## [Activities]
1. The passage on the causal–mechanistic paradigm below says that if its two assertions hold, researchers could create three kinds of things. List all three.
2. Please proceed with the passage on the causal–mechanistic paradigm, picking up after its last sentence.

## [Passage]

────────

The previous post highlighted some salient problems for the causal–mechanistic paradigm we sketched out. Here, we'll expand on this with some plausible future scenarios that further weaken the paradigm's reliability in safety applications.
We first briefly refine our critique and outline the scenario progression.
We contend that the causal–mechanistic paradigm in AI safety research makes two implicit assertions:[1]
If these assertions hold, we will be able to reliably uncover structural properties that lead to misaligned behavior, and create either (i) new model architectures or training regimes that do not possess those properties, (ii) low-level interventions that address those properties in existing systems, or (iii) high-level interventions that take advantage of stable low-level properties.
We believe scenarios in the near or medium-term future will challenge these assertions, primarily owing to dangerous reconfiguration.
Here's a brief summary. A more complete table is given in the appendix.
We see the above list as showing a rough scale from relatively limited to very radical modification of the architectures and structures underlying AI systems, such that the AI system evades mechanistic interventions humans have created. From the point of view of MoSSAIC (i.e., management of AI risks in a substrate-sensitive manner), we think that there is a significant theme underlying all of these, namely that of the flexibility of an intelligent system with respect to its substrates.
We provisionally define a substrate as the (programmable) environment in which a system is implemented. In other words, it is the essential context that enables an algorithm to be implemented beyond the whiteboard.[3]
As a useful reference point that is already established in the literature—and without committing ourselves to the strict level separation it proposes—we cite David Marr's three levels of analysis.
Marr (1982) defines three levels on which an information processing system can be analyzed. We'll explain these via his example of a cash register.
We position "substrate" as capturing both the algorithmic and implementation levels. As an example from the AI domain, an LLM performs the task of next token prediction at the computational level, this is implemented on the transformer architecture consisting of attention and MLP layers (algorithmic substrate), which are implemented in a physical substrate of computational hardware.[4]
We illustrate our characterization by pointing out several well-known examples of substrate differences:
Game of Life
As an (non-AI) example, Conway's Game of Life and von Neumann architectures can both be used to implement Turing machines. As such, both are in principle capable of executing any computer algorithm. However, a deeper understanding of some complex application running on Conway's Game of Life would not help us debug or optimize the same application designed to run on a conventional computer. In this case, the differences between the substrates render cross-domain knowledge transfer difficult.[5]
Quantum vs Classical Computing
A further example, that demonstrates just how differences in substrate matter, is the selective advantages of quantum computing over its classical counterpart.
Contrary to popular belief, algorithms designed to run on classical computers cannot simply be ported as-is to quantum computers in order to parallelize and accelerate them. Classical algorithms rely on deterministic operations of bits, whereas quantum algorithms use the interference patterns specific to quantum substrates to process information. Algorithms must be explicitly rewritten and tailored such that the superposed quantum states interfere constructively at the solution and destructively everywhere else. To restate the previous point, knowledge of the process of prime factorization and how this is implemented in conventional computers tells you very little about how to design Shor's algorithm, which implements this on a quantum computer.

────────

## [Entries supplied]
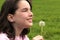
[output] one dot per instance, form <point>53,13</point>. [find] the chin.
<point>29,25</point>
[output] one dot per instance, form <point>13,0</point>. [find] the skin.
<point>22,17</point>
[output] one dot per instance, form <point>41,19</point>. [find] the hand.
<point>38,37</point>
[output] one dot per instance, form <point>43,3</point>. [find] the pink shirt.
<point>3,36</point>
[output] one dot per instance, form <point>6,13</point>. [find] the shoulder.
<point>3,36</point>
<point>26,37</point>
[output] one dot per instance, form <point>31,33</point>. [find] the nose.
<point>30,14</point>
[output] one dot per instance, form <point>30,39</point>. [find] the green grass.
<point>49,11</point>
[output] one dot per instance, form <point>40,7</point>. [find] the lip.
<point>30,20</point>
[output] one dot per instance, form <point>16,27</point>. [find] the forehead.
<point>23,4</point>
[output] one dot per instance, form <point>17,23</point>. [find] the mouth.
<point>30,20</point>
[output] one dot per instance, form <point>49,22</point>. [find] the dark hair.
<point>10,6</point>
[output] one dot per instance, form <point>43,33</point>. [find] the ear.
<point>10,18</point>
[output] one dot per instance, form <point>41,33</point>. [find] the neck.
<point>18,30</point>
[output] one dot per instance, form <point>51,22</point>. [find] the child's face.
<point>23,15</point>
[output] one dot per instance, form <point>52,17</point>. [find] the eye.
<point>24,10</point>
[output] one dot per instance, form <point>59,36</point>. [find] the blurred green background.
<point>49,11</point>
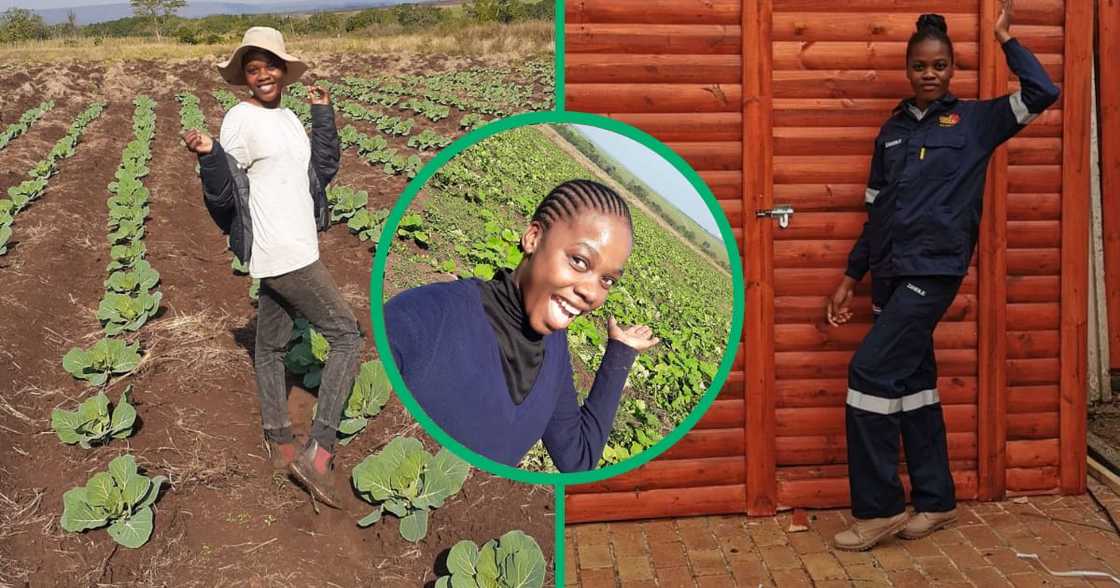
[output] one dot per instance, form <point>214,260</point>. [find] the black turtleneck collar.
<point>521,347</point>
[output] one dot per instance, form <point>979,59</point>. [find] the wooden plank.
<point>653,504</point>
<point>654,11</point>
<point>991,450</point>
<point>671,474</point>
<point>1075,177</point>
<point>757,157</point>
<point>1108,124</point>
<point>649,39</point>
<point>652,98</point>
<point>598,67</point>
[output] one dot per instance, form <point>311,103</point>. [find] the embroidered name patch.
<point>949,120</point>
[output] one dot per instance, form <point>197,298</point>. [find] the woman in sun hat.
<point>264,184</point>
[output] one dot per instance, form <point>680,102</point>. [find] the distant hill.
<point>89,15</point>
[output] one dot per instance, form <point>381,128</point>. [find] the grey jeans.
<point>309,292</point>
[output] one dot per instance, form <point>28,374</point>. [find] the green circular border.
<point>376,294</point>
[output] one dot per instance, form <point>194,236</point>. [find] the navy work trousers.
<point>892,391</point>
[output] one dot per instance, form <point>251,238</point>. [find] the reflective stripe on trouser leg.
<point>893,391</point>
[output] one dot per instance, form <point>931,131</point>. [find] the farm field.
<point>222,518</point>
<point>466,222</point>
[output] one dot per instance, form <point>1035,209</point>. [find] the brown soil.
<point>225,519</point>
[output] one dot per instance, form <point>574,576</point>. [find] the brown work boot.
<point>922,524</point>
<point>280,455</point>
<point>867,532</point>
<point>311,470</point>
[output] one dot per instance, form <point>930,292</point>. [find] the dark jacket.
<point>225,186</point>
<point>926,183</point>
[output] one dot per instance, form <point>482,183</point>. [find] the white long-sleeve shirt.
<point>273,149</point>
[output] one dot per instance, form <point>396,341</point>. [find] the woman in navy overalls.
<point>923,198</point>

────────

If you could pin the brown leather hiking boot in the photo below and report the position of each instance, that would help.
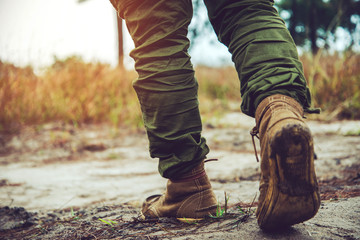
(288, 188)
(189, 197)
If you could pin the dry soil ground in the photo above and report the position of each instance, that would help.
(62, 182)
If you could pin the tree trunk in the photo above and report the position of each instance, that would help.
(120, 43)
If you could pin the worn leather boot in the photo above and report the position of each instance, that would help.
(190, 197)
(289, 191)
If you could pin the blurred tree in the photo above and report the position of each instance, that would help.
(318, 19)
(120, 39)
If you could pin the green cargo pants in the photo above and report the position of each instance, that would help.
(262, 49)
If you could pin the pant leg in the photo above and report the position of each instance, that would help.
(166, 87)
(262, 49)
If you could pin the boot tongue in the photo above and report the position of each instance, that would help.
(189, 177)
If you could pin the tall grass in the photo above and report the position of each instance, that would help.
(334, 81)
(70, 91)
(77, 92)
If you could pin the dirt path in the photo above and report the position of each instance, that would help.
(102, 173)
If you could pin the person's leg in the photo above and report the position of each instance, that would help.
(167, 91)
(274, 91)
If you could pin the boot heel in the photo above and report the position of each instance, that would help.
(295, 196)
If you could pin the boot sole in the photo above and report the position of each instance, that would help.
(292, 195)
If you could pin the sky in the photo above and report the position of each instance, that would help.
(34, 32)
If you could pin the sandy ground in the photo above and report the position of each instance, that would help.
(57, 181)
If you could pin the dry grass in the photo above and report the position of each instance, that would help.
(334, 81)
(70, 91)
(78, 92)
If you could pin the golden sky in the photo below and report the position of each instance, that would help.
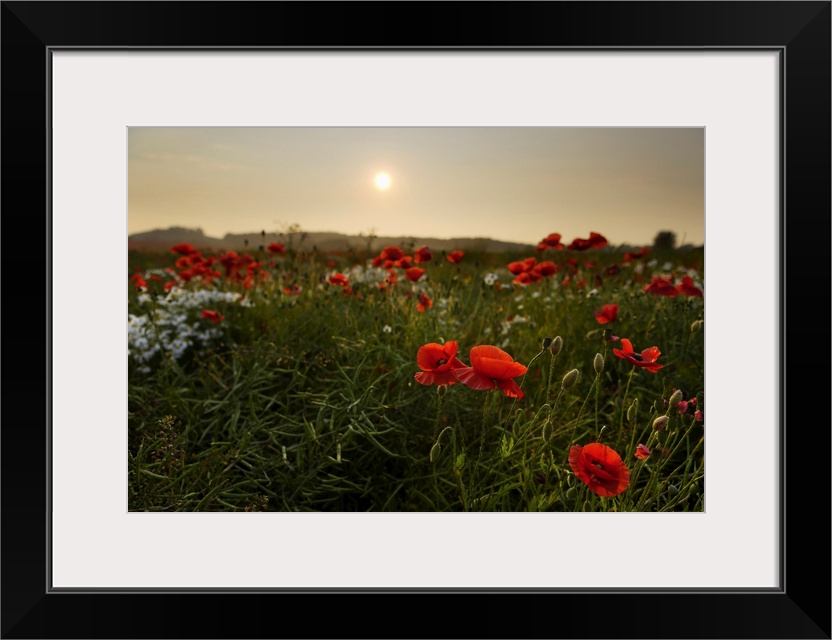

────────

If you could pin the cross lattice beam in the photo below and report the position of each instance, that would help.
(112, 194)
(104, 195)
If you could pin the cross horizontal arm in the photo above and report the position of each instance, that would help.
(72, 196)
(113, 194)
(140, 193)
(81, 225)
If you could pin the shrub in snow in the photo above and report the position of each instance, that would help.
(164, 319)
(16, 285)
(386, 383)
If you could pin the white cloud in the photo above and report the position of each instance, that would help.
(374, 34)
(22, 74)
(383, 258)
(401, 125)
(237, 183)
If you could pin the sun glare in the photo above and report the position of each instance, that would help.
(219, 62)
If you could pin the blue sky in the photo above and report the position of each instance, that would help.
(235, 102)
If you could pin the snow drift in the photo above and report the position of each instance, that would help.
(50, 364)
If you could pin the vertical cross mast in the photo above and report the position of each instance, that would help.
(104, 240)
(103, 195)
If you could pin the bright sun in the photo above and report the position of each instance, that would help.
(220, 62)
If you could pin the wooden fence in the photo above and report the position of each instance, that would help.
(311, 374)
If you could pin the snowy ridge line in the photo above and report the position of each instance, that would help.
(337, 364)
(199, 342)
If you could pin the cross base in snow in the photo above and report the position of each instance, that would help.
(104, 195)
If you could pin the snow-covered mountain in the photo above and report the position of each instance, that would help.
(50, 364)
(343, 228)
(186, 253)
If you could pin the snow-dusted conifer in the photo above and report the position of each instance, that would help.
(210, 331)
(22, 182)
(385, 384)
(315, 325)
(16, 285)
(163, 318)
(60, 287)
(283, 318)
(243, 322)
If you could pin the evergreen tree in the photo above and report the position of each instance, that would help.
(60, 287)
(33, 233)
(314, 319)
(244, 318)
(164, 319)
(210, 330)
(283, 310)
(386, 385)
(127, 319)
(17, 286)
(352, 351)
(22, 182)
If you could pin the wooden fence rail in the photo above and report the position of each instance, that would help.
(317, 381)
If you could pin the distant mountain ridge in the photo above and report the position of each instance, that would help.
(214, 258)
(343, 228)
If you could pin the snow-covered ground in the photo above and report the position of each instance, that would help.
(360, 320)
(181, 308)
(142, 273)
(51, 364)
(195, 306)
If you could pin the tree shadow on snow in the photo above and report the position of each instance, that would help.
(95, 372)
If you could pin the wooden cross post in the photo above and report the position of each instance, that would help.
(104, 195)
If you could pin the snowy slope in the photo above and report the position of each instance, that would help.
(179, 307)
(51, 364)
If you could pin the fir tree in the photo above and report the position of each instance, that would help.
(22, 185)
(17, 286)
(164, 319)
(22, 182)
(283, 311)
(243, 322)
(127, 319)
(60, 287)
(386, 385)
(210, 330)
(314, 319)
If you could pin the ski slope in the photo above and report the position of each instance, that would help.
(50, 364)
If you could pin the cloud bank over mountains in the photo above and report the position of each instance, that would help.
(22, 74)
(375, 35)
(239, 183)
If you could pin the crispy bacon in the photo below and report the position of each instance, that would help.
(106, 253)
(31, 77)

────────

## [Responses by item number]
1.
- New model architectures or training regimes that do not possess the structural properties that lead to misaligned behavior
- Low-level interventions that address those properties in existing systems
- High-level interventions that take advantage of stable low-level properties

2.
GPU Optimization and the Hardware Lottery
Closer to home, the deep learning revolution was powered by the serendipitous discovery that GPUs could be used to compute large matrix multiplications in parallel. This was not achieved by simply running algorithms designed for CPUs on a new, faster substrate. These algorithms had to be restructured into batched operations to actually benefit from the new hardware capabilities. OptiGAN achieved a ~4.5× speedup via such rewriting, not from the hardware itself.
In each of the three cases above, it is important to note that transferring insights across substrates is not an instantaneous or formulaic process (as is the case when the insight is truly substrate-independent). Entire academic subfields are dedicated to designing the relevant translations, since they require intelligent labour that cannot be captured in a simple general algorithm. This will be relevant later.
The foregoing characterization of substrate is not fixed, and part of the work of MoSSAIC will be to develop this and other vectors of contingency rigorously. We invite the reader to hold this loose characterization in mind as we present each scenario in more detail.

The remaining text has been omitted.